**Texte**

---+---

Yoland Bresson, économiste précurseur du revenu d’existence en France, s’est éteint pendant l’été. Nous tenons à lui rendre hommage pour l’infatiguable combat qu’il aura mené pour faire avancer l’idée, en France et dans le monde.
Texte écrit par Jacques Berthillier, pour l’Association pour l’Instauration d’un Revenu d’Existence.
En 1971 Yoland Bresson, associé aux études commerciales sur l’avenir de Concorde, constate un fait surprenant auquel on ne s’attendait pas. Ce sont précisément ceux qui disposent le plus de la maîtrise de leur temps et de son emploi qui simultanément disposent des ressources monétaires les plus élevées. Les revenus s’élèvent d’autant plus et d’autant plus longtemps que ce temps libre permet d’obtenir des promotions, d’accéder à des fonctions qui libèrent mieux du temps social contraint, à la condition évidemment de bien l’exploiter.
Yoland s’est alors attaché à découvrir la loi théorique reliant revenu et temps disponible qu’il publia dans la Revue d’économie appliquée en 1981, reprise dans L’Après salariat paru en 1984. De cette loi une conclusion s’imposait : la valeur temps est le revenu minimum, le seuil de pauvreté à partir duquel l’individu est économiquement intégré. Il faut donc lui distribuer au minimum l’équivalent monétaire de la valeur de l’unité de temps.
C’est en 1986 que Philippe van Parijs, de l’Université de Louvain (Belgique), décide de réunir les économistes qui comme lui, mais par des voies différentes, proposent le versement périodique par le biais de l’État d’une allocation inconditionnelle à tout membre d’une collectivité, sans autres considérations que celle de son existence. Il s’agit, outre lui-même pour la Belgique, de Claus Offe pour l’Allemagne, Keith Roberts pour l’Angleterre, Hermione Parker pour l’Irlande et Yoland Bresson pour la France. Et c’est ainsi que, réunis à Louvain, ils décident de fonder le BIEN (Basic Income European Network, devenu depuis, en raison de son assise mondiale, le Basic Income Earth Network). Ils décident en outre de se réunir en congrès tous les 2 ans pour discuter de l’avancement de l’idée.
Création de l’AIRE
Henri Guitton, économiste reconnu et membre de l’Académie des Sciences Morales et Politiques, est très enthousiaste à la lecture de l’Après salariat. Il contacte alors Yoland Bresson. Ils décident de concert de créer un groupe de réflexion pour approfondir le sujet. C’est ainsi que, lors d’une réunion à l’ancienne école polytechnique, réunion faisant suite à plusieurs autres, ils créent l’AIRE (Association pour l’Instauration d’un Revenu d’Existence). Le mot ‘revenu’ est préféré à celui d’allocation, car pour les économistes un revenu est une dotation reçue en contrepartie d’une participation à la création de richesses, tandis qu’une allocation est une attribution d’assistance. Or, tout échange de temps est un facteur de richesses, comme l’a démontré Yoland.

---+---

**Données**
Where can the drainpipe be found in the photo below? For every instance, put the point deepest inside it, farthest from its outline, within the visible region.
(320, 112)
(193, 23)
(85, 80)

---+---

**Consignes**
**1)** Recopiez le passage du texte sur Yoland Bresson qui commence par les mots « Yoland Bresson, économiste » et s'arrête après « d’un Revenu d’Existence. ». Remplacez-y « hommage » par « un dernier hommage ».
**2)** Selon le texte sur Yoland Bresson, quels économistes se réunissent à Louvain pour fonder le BIEN ? Nommez-les tous.
**3)** Donnez la suite du texte sur Yoland Bresson, à partir de sa dernière phrase.

**Corrigé**
**1)**
Yoland Bresson, économiste précurseur du revenu d’existence en France, s’est éteint pendant l’été. Nous tenons à lui rendre un dernier hommage pour l’infatiguable combat qu’il aura mené pour faire avancer l’idée, en France et dans le monde.
Texte écrit par Jacques Berthillier, pour l’Association pour l’Instauration d’un Revenu d’Existence.

**2)** Philippe van Parijs, Claus Offe, Keith Roberts, Hermione Parker et Yoland Bresson.

**3)**
À sa création, l’Aire est présidée par Henri Guitton puis, à son décès survenu peu après, par Yoland Bresson. Elle s’est donnée pour objectif l’instauration d’un revenu d’existence, l’exploration de l’idée, pour que les citoyens se l’approprient et que les politiques en fassent un projet collectif.
Depuis, l’AIRE n’a cessé de diffuser son projet sous l’autorité et l’audience de ses présidents. Parmi les manifestations publiques les plus notables qu’elle a organisées, tout particulièrement sous l’impulsion de Yoland Bresson, citons le congrès du BIEN à Paris St-Maur en 1992, un colloque au Cedias le 12 juin 1996, un colloque à l’Assemblée nationale le 26 novembre 1998 qui réuni près de 300 personnes, et enfin un nouveau colloque à l’Assemblée nationale en collaboration avec Christine Boutin le 23 juin 2004.
En 2012, lorsque l’initiative citoyenne sur le revenu de base se prépare, il soutient immédiatement les efforts déployés par une nouvelle génération de militants. Il associe l’AIRE au lancement de la plateforme revenudebase.info en la cofinançant à hauteur de 50%, ainsi qu’à la création du Mouvement Français pour un Revenu de Base qui rassemble largement tous ceux qui, sous une forme ou une autre, militent pour un revenu d’existence. Avec ouverture d’esprit, il a su faire confiance en la jeunesse du mouvement qui grandit.
Aux manifestations publiques organisées par nous-mêmes ou en co-participation s’ajoutent toutes les interventions auprès d’organisations, d’associations, d’instances, de personnalités publiques, universitaires et politiques auprès desquelles Yoland était le principal intervenant, ou notre caution, quand ce n’était point lui. Rappelons aussi ses nombreuses prises de parole à l’étranger, notamment en Afrique francophone, tout dernièrement en Bulgarie et, si le destin ne l’avait pas frappé, en Pologne devant le parlement et des universitaires.
Son apport en tant qu’économiste ne serait pas complet si, pour conclure, on ne mentionnait pas sa dernière proposition : la création d’un euro-franc (monnaie non convertible en euros pour rester dans le cadre du traité de Lisbonne), pour le co financement du revenu d’existence, en complément de l’impôt, dans une phase transitoire de lancement. Si cette proposition tout-à-fait innovante et même révolutionnaire était adoptée dans le contexte économique actuel, l’instauration du revenu d’existence serait facilitée et, simultanément, l’activité économique relancée au bénéfice du plus grand nombre et des comptes publics. C’est un prochain débat en perspective auprès des économistes et des politiques dans la ligne de pensée de Yoland Bresson.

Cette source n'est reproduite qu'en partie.